# Work to do:
**1.** In the piece on China's first-quarter economic growth, how much did Chinese exports rise in March compared with the same month a year earlier?
**2.** Pick up the piece on China's first-quarter economic growth right after its last sentence and keep writing it.

# Document section:
##############################

The Chinese economy grew at 6.4% in the first quarter of the current year, much faster than what was expected.

What are the recent developments?

  • In the recent period, the Chinese economy has been slowing down, facing a host of challenges which included -
  1. a long-running trade war with the US
  2. weak consumption at home
  3. slower export demand abroad
  4. debt problems in both the public and private sectors
  • But China’s economy is now showing signs of a rebound.
  • This rate of growth is equal to the pace registered in the December quarter and faster than expectations of a 6.3% expansion.
  • Retail sales and factory output showed strong growth momentum.
  • Chinese exports reached a five-month high in March, rising 14.2% when compared to the same month last year.
  • China's stock market has also been driven by the early signs of an economic turnaround and increased liquidity.

What does it imply?

  • The latest growth figure is an indication of the positive effect of Chinese government’s efforts over the last few quarters to stimulate economy.

##############################

# Provided records:
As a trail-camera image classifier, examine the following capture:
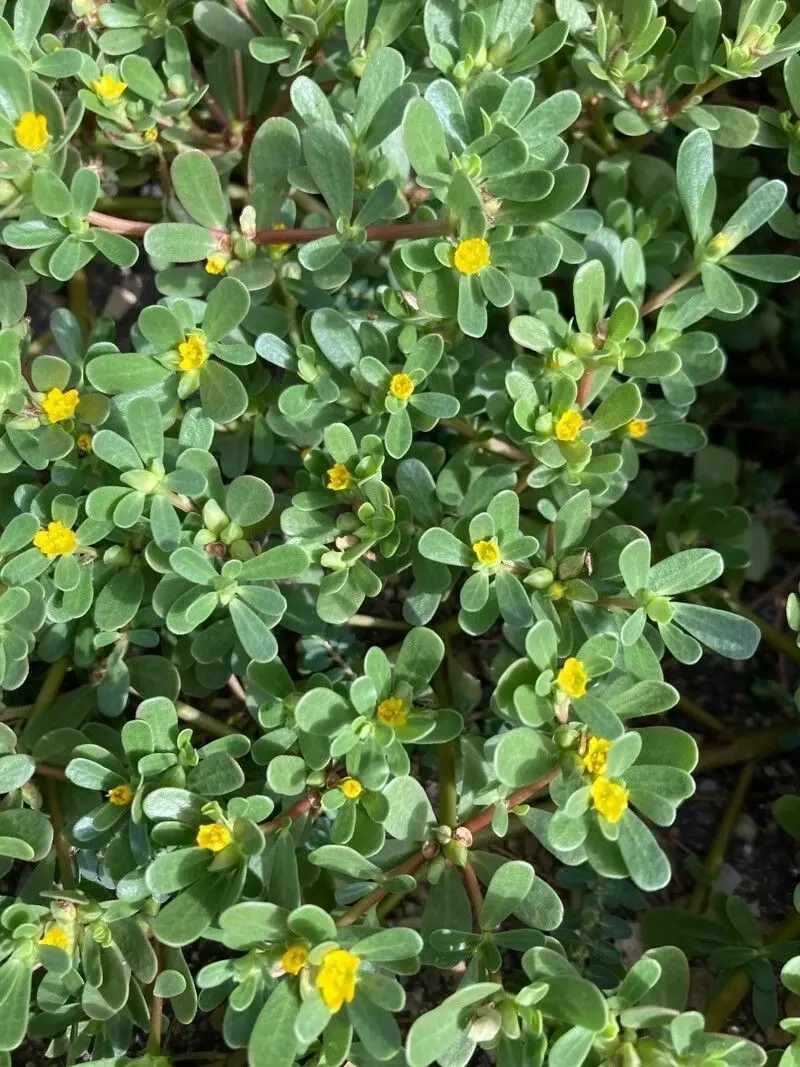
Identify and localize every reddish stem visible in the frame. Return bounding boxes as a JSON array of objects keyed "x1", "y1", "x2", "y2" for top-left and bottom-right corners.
[
  {"x1": 336, "y1": 853, "x2": 426, "y2": 926},
  {"x1": 578, "y1": 370, "x2": 594, "y2": 410},
  {"x1": 462, "y1": 767, "x2": 561, "y2": 834},
  {"x1": 259, "y1": 792, "x2": 319, "y2": 833}
]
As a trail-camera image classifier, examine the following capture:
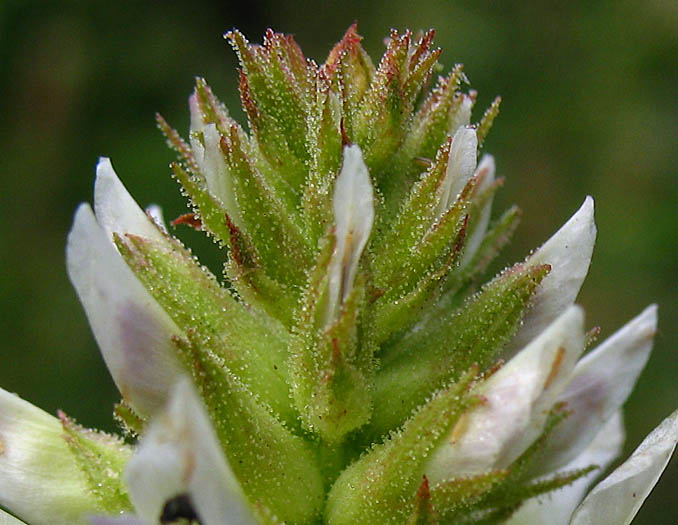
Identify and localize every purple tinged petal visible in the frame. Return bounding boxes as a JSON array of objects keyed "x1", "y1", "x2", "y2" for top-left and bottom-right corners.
[
  {"x1": 437, "y1": 126, "x2": 478, "y2": 217},
  {"x1": 424, "y1": 306, "x2": 584, "y2": 484},
  {"x1": 327, "y1": 145, "x2": 374, "y2": 323},
  {"x1": 507, "y1": 411, "x2": 625, "y2": 525},
  {"x1": 537, "y1": 305, "x2": 657, "y2": 474},
  {"x1": 94, "y1": 157, "x2": 163, "y2": 242},
  {"x1": 125, "y1": 379, "x2": 256, "y2": 525},
  {"x1": 66, "y1": 204, "x2": 181, "y2": 415},
  {"x1": 504, "y1": 197, "x2": 596, "y2": 359}
]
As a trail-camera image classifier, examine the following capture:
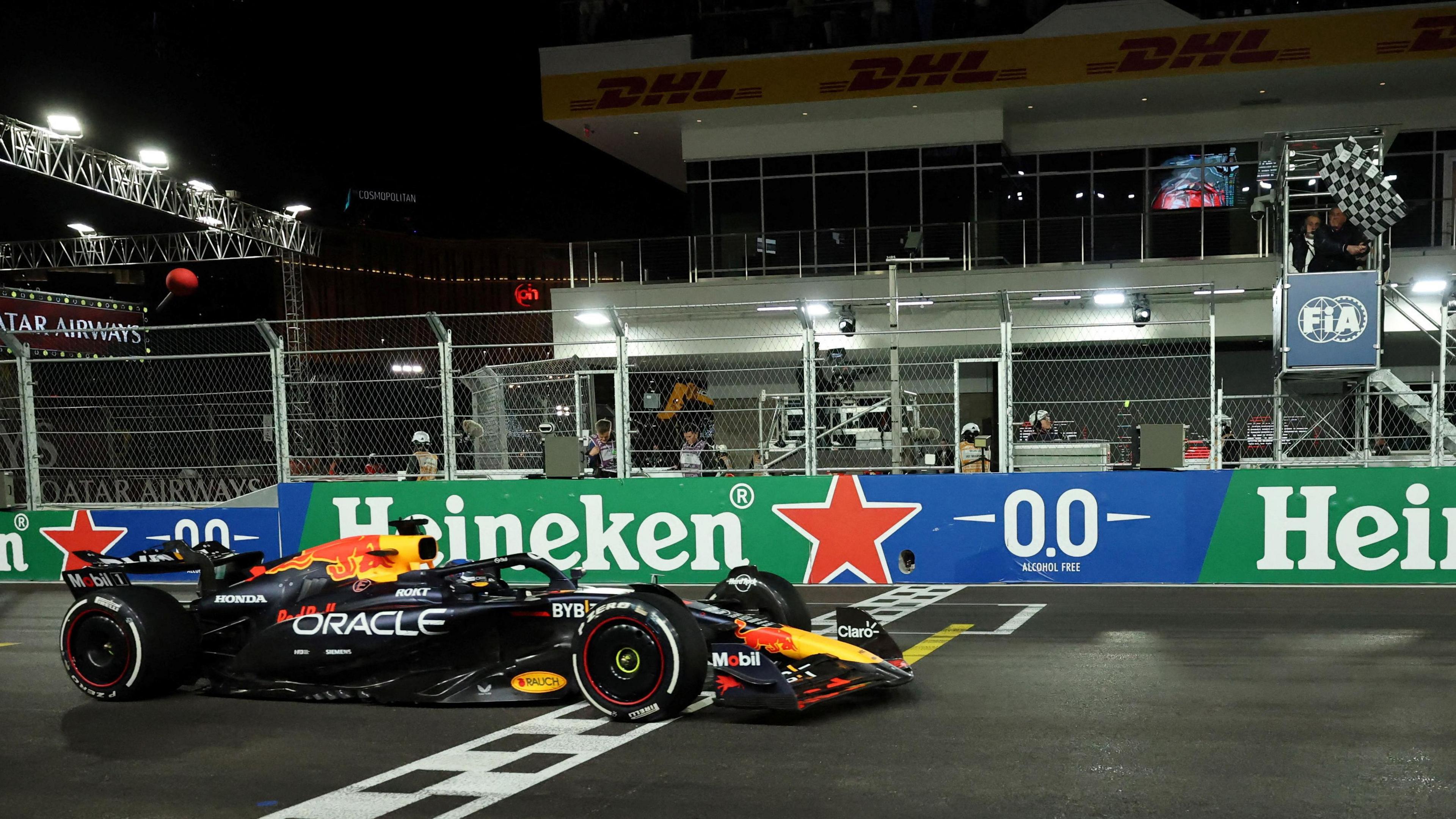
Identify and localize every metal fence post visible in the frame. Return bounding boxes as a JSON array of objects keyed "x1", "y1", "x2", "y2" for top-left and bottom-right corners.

##############################

# Exercise responses:
**1.** 14.2%

**2.**
  • Total social financing grew by almost 40% to 8.2 trillion yuan in the first quarter of the year.
  • It points to a credit expansion that will boost growth in the coming quarters.
  • With trade tensions with the U.S. subsiding significantly for now, export growth may accelerate and further boost the economy.

What is the need for caution though?

  • Gross domestic product growth is generated largely by increased lending.
  • China, of late, has once again been encouraging its banks to boost lending to public and private businesses.
  • This is being done apart from implementing various fiscal measures to boost consumer spending.
  • However, it poses the risk of losing momentum once the stimulus is withdrawn.
  • This is because businesses may resort to heavy borrowing when credit is easily available.
  • But they soon become burdened with disproportionately high amounts of debt once the economic boom cycle reverses.
  • The country may eventually be forced to crack down on excess lending by banks when the economy is under burden.

How does the future look?

  • The Chinese government is now walking a tightrope as it attempts to keep the momentum only from slowing in the short term.
  • Meanwhile, market forces are trying to correct imbalances within the economy.
  • Any macroeconomic policy focussing too narrowly on the short term and ignoring the long-term consequences is risky.
  • It does not bode well for either the Chinese economy or the wider global economy.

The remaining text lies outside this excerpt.